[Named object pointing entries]
»»

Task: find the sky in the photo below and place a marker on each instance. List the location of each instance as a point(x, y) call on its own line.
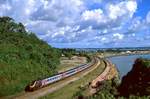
point(84, 23)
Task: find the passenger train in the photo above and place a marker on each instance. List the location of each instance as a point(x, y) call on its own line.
point(44, 82)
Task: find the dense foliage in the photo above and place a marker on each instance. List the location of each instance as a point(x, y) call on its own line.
point(23, 57)
point(137, 81)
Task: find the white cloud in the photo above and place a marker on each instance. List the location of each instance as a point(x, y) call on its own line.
point(148, 17)
point(118, 36)
point(72, 22)
point(124, 8)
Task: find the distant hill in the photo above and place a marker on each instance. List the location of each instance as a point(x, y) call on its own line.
point(23, 57)
point(137, 81)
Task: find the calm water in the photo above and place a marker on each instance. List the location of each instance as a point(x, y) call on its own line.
point(124, 63)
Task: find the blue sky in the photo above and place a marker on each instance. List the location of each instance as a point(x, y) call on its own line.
point(84, 23)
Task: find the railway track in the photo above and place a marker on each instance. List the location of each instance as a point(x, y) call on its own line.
point(59, 84)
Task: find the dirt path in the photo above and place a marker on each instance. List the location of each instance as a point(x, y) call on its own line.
point(53, 87)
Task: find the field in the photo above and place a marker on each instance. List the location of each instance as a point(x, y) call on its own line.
point(68, 91)
point(66, 63)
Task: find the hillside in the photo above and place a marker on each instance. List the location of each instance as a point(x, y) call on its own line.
point(137, 81)
point(23, 57)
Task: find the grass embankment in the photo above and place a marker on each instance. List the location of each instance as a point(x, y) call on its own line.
point(23, 57)
point(68, 91)
point(66, 63)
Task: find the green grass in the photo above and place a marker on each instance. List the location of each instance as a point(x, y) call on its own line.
point(23, 57)
point(68, 91)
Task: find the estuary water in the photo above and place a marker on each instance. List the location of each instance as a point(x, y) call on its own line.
point(124, 63)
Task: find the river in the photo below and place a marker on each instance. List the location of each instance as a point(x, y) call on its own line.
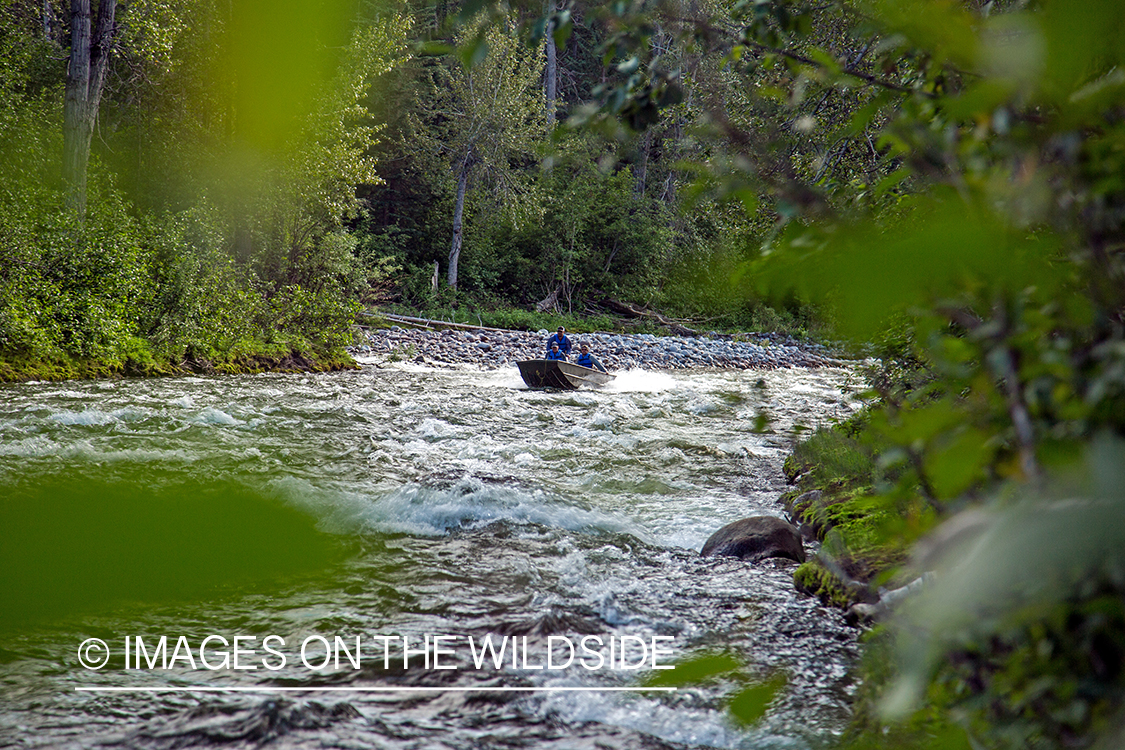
point(395, 503)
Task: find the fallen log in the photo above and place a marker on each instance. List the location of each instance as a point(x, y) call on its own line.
point(432, 325)
point(629, 310)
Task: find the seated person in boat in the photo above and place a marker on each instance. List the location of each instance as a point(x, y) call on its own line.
point(587, 360)
point(559, 337)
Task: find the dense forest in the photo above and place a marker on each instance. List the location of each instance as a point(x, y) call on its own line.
point(936, 182)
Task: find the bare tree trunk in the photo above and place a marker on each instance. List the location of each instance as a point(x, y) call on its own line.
point(640, 168)
point(86, 75)
point(550, 75)
point(455, 250)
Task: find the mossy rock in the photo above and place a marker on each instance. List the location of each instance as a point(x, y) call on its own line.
point(813, 579)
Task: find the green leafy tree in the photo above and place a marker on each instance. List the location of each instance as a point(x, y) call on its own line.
point(483, 123)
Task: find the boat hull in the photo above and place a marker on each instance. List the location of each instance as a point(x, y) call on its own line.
point(557, 373)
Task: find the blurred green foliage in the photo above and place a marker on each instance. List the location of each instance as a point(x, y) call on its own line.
point(944, 179)
point(218, 188)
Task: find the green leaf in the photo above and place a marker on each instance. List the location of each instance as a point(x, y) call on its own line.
point(629, 66)
point(955, 466)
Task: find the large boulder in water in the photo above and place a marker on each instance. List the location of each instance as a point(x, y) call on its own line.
point(755, 539)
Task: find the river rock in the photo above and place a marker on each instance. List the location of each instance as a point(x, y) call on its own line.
point(755, 539)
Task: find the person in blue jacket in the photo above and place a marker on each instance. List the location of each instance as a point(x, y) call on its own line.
point(587, 360)
point(563, 342)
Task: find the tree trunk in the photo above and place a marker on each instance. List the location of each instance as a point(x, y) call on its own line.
point(86, 75)
point(550, 75)
point(455, 250)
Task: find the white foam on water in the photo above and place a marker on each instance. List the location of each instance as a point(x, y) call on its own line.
point(435, 512)
point(640, 381)
point(88, 417)
point(213, 416)
point(438, 430)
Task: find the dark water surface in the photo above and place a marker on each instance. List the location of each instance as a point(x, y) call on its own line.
point(399, 503)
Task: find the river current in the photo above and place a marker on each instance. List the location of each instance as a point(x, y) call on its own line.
point(396, 503)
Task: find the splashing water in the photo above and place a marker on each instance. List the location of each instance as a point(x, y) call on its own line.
point(402, 502)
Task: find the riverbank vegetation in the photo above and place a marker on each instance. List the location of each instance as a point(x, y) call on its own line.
point(938, 181)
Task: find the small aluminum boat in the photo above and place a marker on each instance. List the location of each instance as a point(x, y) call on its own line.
point(558, 373)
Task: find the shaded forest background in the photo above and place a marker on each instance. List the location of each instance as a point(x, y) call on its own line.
point(939, 182)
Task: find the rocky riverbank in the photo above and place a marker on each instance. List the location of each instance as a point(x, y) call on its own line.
point(500, 349)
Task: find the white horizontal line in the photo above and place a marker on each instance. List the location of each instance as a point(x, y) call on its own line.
point(371, 689)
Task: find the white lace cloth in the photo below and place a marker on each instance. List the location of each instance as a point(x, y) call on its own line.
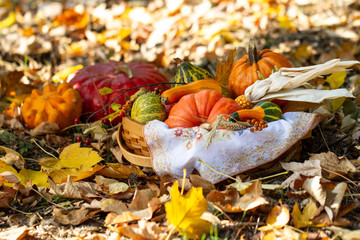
point(230, 152)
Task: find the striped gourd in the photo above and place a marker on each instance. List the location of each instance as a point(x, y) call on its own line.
point(148, 107)
point(187, 73)
point(263, 111)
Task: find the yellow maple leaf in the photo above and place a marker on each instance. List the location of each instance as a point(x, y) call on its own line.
point(336, 79)
point(302, 219)
point(72, 161)
point(278, 217)
point(38, 178)
point(286, 23)
point(184, 212)
point(65, 73)
point(8, 21)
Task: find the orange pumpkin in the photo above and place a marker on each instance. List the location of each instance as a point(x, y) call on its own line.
point(257, 65)
point(201, 107)
point(59, 105)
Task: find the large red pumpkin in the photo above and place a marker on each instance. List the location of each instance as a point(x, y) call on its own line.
point(114, 75)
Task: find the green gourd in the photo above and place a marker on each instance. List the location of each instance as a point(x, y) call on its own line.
point(148, 107)
point(187, 73)
point(263, 111)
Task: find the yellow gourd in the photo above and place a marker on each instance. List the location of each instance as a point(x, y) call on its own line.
point(60, 105)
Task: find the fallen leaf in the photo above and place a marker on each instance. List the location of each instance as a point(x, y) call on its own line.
point(44, 128)
point(303, 219)
point(231, 201)
point(74, 217)
point(333, 165)
point(16, 234)
point(314, 188)
point(113, 205)
point(141, 199)
point(131, 215)
point(118, 170)
point(184, 212)
point(8, 21)
point(73, 17)
point(38, 178)
point(111, 186)
point(72, 161)
point(339, 192)
point(143, 230)
point(7, 195)
point(74, 190)
point(83, 175)
point(308, 168)
point(285, 233)
point(336, 79)
point(278, 217)
point(12, 158)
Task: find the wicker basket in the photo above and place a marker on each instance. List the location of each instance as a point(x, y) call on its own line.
point(130, 138)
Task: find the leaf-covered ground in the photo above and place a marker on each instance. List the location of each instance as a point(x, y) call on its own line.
point(312, 194)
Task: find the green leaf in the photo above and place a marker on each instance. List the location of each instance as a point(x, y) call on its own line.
point(105, 91)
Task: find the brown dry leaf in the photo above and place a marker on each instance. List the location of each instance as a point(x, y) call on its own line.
point(308, 168)
point(333, 164)
point(231, 201)
point(110, 185)
point(87, 174)
point(44, 128)
point(112, 205)
point(155, 189)
point(74, 217)
point(198, 181)
point(278, 217)
point(132, 215)
point(314, 188)
point(7, 195)
point(15, 234)
point(143, 230)
point(224, 66)
point(285, 233)
point(73, 17)
point(117, 153)
point(74, 190)
point(12, 158)
point(118, 170)
point(13, 111)
point(141, 199)
point(302, 54)
point(303, 219)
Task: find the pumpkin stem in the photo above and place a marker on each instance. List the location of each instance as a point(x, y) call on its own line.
point(178, 61)
point(252, 52)
point(122, 68)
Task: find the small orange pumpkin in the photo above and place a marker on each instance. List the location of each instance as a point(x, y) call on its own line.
point(60, 105)
point(257, 65)
point(201, 107)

««

* **Short task**: Copy each line exactly, from the line containing "Task: find the wicker" down to the last line of the material, and no other lines.

* **Final answer**:
Task: find the wicker basket in the photo above and place a marker on each instance. List the location of each instance as a point(x, y) call on its own line.
point(130, 138)
Task: find the leaf-covered ground in the photo above and place a marker on each instance. List the location of each instance as a point(x, y) call on its own line.
point(312, 194)
Task: find the green leaf in the photo above and place a marker on each instance. List the location of each instance as a point(x, y) call on its own line.
point(105, 91)
Task: find the brown dry leaf in the photo above and place a marker on each instance. List the location of each instance as a point(x, y) call on its own line.
point(308, 168)
point(333, 164)
point(231, 201)
point(110, 185)
point(87, 174)
point(44, 128)
point(112, 205)
point(155, 189)
point(74, 217)
point(198, 181)
point(278, 217)
point(132, 215)
point(314, 188)
point(7, 195)
point(15, 234)
point(143, 230)
point(224, 66)
point(285, 233)
point(73, 17)
point(117, 153)
point(74, 190)
point(12, 158)
point(118, 170)
point(13, 111)
point(141, 199)
point(302, 54)
point(303, 219)
Task: find the pumpkin stem in the photo above and place a marker on each instance. List the location of each instance as a point(x, y) call on its own line.
point(178, 61)
point(252, 52)
point(122, 68)
Task: find the small orange pumpkin in the photo above and place a marker on each instance. List the location of each instance as a point(x, y) call on its own line.
point(60, 105)
point(257, 65)
point(201, 107)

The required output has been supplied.